Passage →
In terms of per capita income, there has been a modest rise to $2,784 in the current fiscal year from $2,749 in the previous year. This estimate is based on data from the first seven months of FY24.

Initially, the government had projected a growth rate of 7.5% for the current fiscal year in the budget, but this was later revised downward to 7%.

Bangladesh’s Gross Domestic Product (GDP) at current prices has increased to $459 billion, up from $452 billion in the previous fiscal year.

Sector-wise analysis shows mixed trends. The agriculture sector is estimated to grow by 3.21% this fiscal year, down from 3.37% last year, marking a 0.16% decrease. The industry sector is projected to grow by 6.66%, down from 8.37%, reflecting a 1.71% decrease. Conversely, the services sector is expected to grow by 5.80% this fiscal year, up from 5.37% in the previous year, indicating a 0.43% increase.

The investment-to-GDP ratio remains steady at 30.98%, according to BBS data. In the agriculture sector, the estimated growth for this fiscal year is 3.21%, down from 3.37% the previous year, marking a 0.16% decrease.

Additionally, the domestic savings and national savings rates stand at 27.61% and 31.86%, respectively, for the current fiscal year. Compared to the previous fiscal year, investment increased by 0.03%, domestic savings by 1.85%, and national savings by 1.91%.

Private sector investment growth is estimated at 23.5% this fiscal year, compared to 24.18% in the previous year.

The BBS also estimated the consumption rate at 74.24% in FY24, up from 72.39% in the previous fiscal year.

Supplied material →
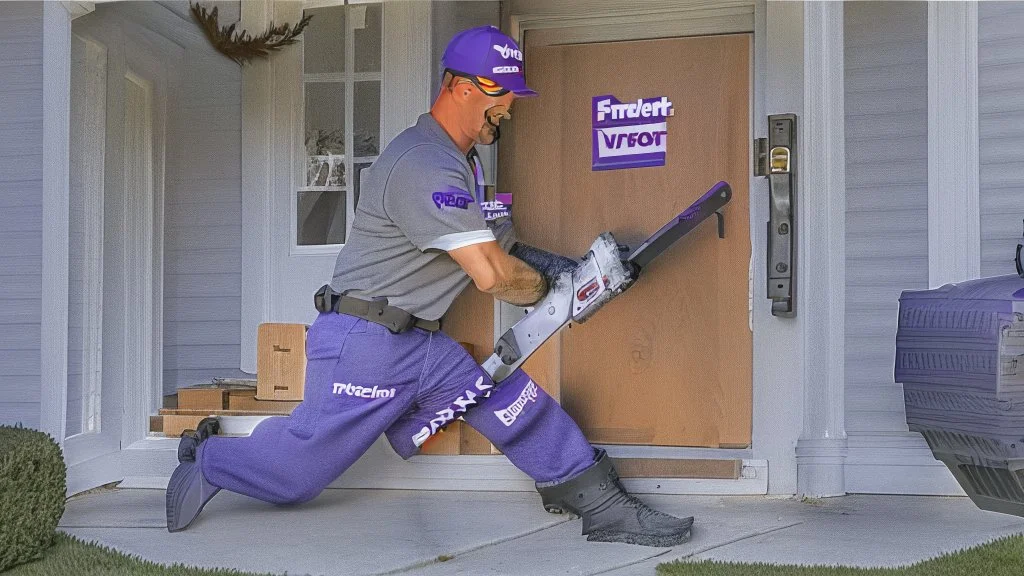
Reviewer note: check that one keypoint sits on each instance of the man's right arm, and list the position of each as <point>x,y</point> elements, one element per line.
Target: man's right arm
<point>496,273</point>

Written request →
In the passage on Bangladesh's economic estimates, which sectors does the "Sector-wise analysis" cover, and what growth rate is given for each this fiscal year and last year?

Written response →
- Agriculture: 3.21% this fiscal year, down from 3.37% last year
- Industry: 6.66% this fiscal year, down from 8.37% last year
- Services: 5.80% this fiscal year, up from 5.37% last year